OY. I hear the woman — I pushed two watermelons out of a veritable garden house myself — but after five seconds of viewing I already felt guilty for not calling her.
And I’m not even Liam.
Gotta give McCarney props for her production choices. The camera is angled up at her, catching the side of a refrigerator and a cabinet — big clues she shot the video in the kitchen, which is the ultimate nurturing Mama’s home base. There’s a harsh reality quality in the clip, thanks to bright daylight (a late-night loving college student’s nemesis) and McCarney’s near constant mocking facial expressions.
Lest Liam forget whom the lady in the video is, McCarney continued: “Let me joggle your memory a little bit. Remember those first two years of your life, there was this woman and you were always on her hip, you, like, never wanted to get put down. Do you remember that? I’m that woman!” she said. “I was the person who always had you on my hip.”
This gave me an instantaneous sympathy pain in my left hip, and also made me start worrying that I was both too much like McCarney and also not enough like her.
As a daughter and a mom, I was terrified, but for two different reasons:
– The daughter in me has had “call your mother” ingrained in her since… forever.
– The mom in me is now worried I haven’t instilled enough “call your mother” in my own children — despite the fact that I insist they text me when they leave our home and when they arrive at their destination… and I’m the mom of two teens that go out quite a bit lately.
A one-word text (“here” or “home”) feels like a fair price to pay for newfound freedom, but what do I know?
See how I did that? It’s so easy to turn to rev up the guilt engines when you’re driven by the joy of worry.
As I continued to watch McCarney’s video, which goes on for nearly five minutes, I couldn’t help but cringe — especially as she went into a sarcastic description of how to use a cell phone:
“Basically, what you want to do is you want to grab the phone — you know, the one that mommy and daddy bought you — and unlock the phone. I know that you know what that pass code is because I know someone texts his girlfriend every day, doesn’t he?” she said with a condescending smile and a little all-knowing wink.
“So unlock your phone and at the bottom you’re going to see four little icons … a handset, I don’t know what they were call, but we used to use them when we were younger in the generation that respected their parents. So you want to use that little icon, push the button, it brings up a little note pad and I know that I know my phone number because I pounded that into your head because I was always so worried about you getting lost or stolen.”
UGH – this was some next level guilt technique that made me slide over from the Team Mom to Team Liam.
“Then, don’t be afraid, you’re going to put it up to your ear and you’ll hear this ringing noise. It’s going to sound a little strange to you because I know you haven’t heard it in a while.”
In the age of social media, the mom guilt — coming from mothers, and also directed at mothers, by the way– is fueled by feeling like nothing is ever good enough. Everyone else’s kids are always doing kind, thoughtful, amazing things, and we all bear witness to life on the other side of the virtual fence.
While on our side, things aren’t necessarily so, well, perfect.

Dataset items:
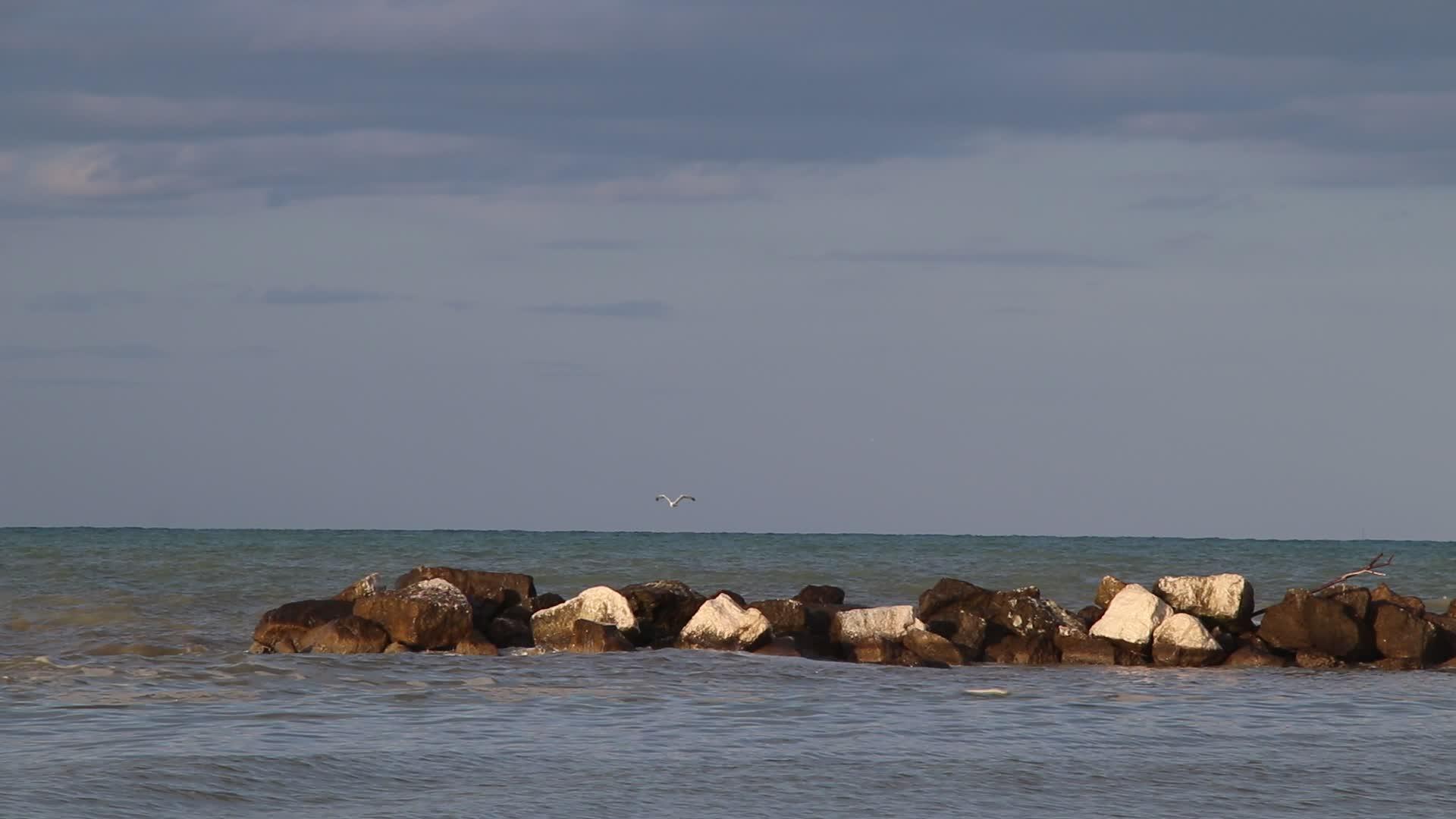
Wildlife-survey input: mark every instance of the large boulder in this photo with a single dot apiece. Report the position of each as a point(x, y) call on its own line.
point(1404, 632)
point(552, 629)
point(431, 614)
point(723, 624)
point(1226, 599)
point(280, 629)
point(362, 588)
point(1131, 617)
point(350, 634)
point(1304, 621)
point(661, 610)
point(1184, 640)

EXERCISE INSTRUCTIONS:
(1) Retype the passage of the mom-guilt column starting with "See how I did" and going on through "little all-knowing wink.".
(2) Echo every line of the dataset items word for word, leaving out the pictures.

ANSWERS TO THE TASKS:
(1)
See how I did that? It’s so easy to turn to rev up the guilt engines when you’re driven by the joy of worry.
As I continued to watch McCarney’s video, which goes on for nearly five minutes, I couldn’t help but cringe — especially as she went into a sarcastic description of how to use a cell phone:
“Basically, what you want to do is you want to grab the phone — you know, the one that mommy and daddy bought you — and unlock the phone. I know that you know what that pass code is because I know someone texts his girlfriend every day, doesn’t he?” she said with a condescending smile and a little all-knowing wink.

(2)
Wildlife-survey input: mark every instance of the large boulder in this photo with a single dot apiece. Report the position of each as a point(x, y) call on its own line.
point(1404, 632)
point(552, 629)
point(431, 614)
point(723, 624)
point(1226, 599)
point(280, 629)
point(362, 588)
point(1131, 617)
point(350, 634)
point(1304, 621)
point(661, 610)
point(1184, 640)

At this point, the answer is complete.